[Recorded data]
■ ■ ■ ■ ■ ■ ■
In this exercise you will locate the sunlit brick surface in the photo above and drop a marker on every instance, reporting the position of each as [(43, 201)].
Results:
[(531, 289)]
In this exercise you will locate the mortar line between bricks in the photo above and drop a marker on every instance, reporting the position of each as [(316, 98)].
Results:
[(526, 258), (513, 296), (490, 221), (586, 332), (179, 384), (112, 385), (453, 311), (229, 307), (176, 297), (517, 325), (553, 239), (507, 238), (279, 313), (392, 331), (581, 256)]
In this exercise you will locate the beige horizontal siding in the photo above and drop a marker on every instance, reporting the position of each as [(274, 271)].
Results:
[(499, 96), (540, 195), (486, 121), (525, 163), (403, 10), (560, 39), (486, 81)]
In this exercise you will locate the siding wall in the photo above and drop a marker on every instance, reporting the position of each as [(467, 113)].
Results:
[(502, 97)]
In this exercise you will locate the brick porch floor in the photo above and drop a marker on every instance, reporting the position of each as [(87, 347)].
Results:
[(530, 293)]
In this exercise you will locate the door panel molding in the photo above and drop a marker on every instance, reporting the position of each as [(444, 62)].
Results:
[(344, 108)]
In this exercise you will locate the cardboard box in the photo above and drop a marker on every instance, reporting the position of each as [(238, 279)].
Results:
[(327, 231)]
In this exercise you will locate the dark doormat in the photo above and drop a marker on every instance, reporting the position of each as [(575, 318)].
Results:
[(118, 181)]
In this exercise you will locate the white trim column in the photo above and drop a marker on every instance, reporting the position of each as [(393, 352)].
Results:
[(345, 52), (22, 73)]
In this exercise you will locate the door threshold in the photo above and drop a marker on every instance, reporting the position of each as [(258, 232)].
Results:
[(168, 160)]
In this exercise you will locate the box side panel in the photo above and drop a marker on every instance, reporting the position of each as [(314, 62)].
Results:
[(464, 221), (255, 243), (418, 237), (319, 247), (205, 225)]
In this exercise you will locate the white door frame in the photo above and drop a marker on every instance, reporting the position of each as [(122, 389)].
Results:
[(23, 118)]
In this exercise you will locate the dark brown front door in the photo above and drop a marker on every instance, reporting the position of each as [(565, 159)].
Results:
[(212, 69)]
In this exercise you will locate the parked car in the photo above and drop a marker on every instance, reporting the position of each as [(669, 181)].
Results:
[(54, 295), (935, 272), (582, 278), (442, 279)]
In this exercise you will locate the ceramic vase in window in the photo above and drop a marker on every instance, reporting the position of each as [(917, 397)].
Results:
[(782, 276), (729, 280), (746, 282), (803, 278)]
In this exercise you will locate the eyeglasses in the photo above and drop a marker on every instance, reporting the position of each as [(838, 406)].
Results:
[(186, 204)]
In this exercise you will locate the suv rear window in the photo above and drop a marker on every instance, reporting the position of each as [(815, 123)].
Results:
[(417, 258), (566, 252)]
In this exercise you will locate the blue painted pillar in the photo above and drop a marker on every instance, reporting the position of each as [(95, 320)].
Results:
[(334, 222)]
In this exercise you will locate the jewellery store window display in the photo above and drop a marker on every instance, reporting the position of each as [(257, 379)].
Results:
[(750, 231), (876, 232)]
■ ■ ■ ■ ■ ■ ■
### What you have to do:
Rewrite the listing above with "drop a marker" changed to "place a pin" everywhere, leaving every other word unchanged.

### Task result:
In this exercise you will locate the sunlit brick surface in the photo above and place a pin on every instance, reporting the position of each as [(43, 201)].
Results:
[(531, 289)]
In this exercise you will locate the mortar line between bricks in the photo above and place a pin on every instance, reporting the position of each as [(316, 98)].
Results:
[(526, 258), (513, 296), (490, 221), (586, 332), (179, 384), (112, 385), (453, 311), (229, 307), (176, 297), (517, 325), (553, 239), (507, 238), (279, 313), (392, 331), (581, 256)]
In this exercise you will locate the beige horizontal siding in the photo above and place a pin on every instance, reporting the position of each as [(274, 271)].
Results:
[(499, 96), (540, 195), (486, 121), (525, 163), (403, 10), (560, 39), (486, 81)]
In this exercise you will locate the siding wall in the photo above and place a pin on every instance, reporting the position of each as [(467, 113)].
Results:
[(502, 97)]
In this exercise you will locate the brick porch floor in the photo above and place a pin on every instance, reporting the position of each as [(87, 347)].
Results:
[(530, 293)]
In this exercise you will locate the door panel molding in the photo above and place a pin on every instance, reporting the position of each as [(444, 62)].
Results:
[(344, 108)]
In this exercise you will locate the cardboard box in the photo above and place a pin on every instance, reporting the position of each as [(238, 279)].
Results:
[(327, 231)]
In this exercise you will locate the dark doormat in the photo above and place a pin on every instance, reporting the position of each as [(575, 318)].
Results:
[(118, 181)]
In this exercise you will locate the white trim column in the photo above and place a pin on every instance, reporting the position of each as [(393, 352)].
Results:
[(345, 52), (22, 73)]
In this exercise you will locate the door threshold in the photo above and place a pin on every instance, reporting the position of each as [(258, 232)].
Results:
[(168, 160)]
In this exercise you will locate the box side panel in the photo above and place a pin on every instance, reporting the position of each as [(314, 62)].
Results:
[(464, 221), (255, 243), (418, 237), (319, 247), (205, 225)]
In this exercise you will locate the white door frame in the photo above and place a pin on every instance, reporting the position of each as [(122, 389)].
Results:
[(23, 118)]
In this exercise you will locate the dark brown front door in the photo above and place a pin on every instance, reporting the position of each as [(565, 159)].
Results:
[(212, 69)]
In this exercise you will locate the parked car in the photo above and place a pin on every instance, reporting the position of each as [(669, 181)].
Results:
[(54, 295), (935, 272), (582, 278), (442, 279)]
In this exercise you will locate the ceramic vase in window in the photo above and place a pin on every instance, reporting the position of each as [(917, 397)].
Results:
[(782, 276), (729, 280), (746, 282), (803, 278)]
In this exercise you will locate the eyeglasses in the photo above and place a pin on every instance, reporting the position of each as [(838, 406)].
Results:
[(186, 204)]
In this exercise you will locate the suv rear window in the photo above and place a pin on every instance, reporting the position of each as [(815, 123)].
Results:
[(417, 258), (566, 252)]
In this exercise you will locate the blue painted pillar in the photo above and place a pin on every instance, reporting the position of each as [(95, 320)].
Results:
[(334, 222)]
In this exercise you will locate the jewellery store window display in the photo above and place a pin on every instance, reporting the position of each as [(257, 379)].
Results:
[(750, 231), (876, 232)]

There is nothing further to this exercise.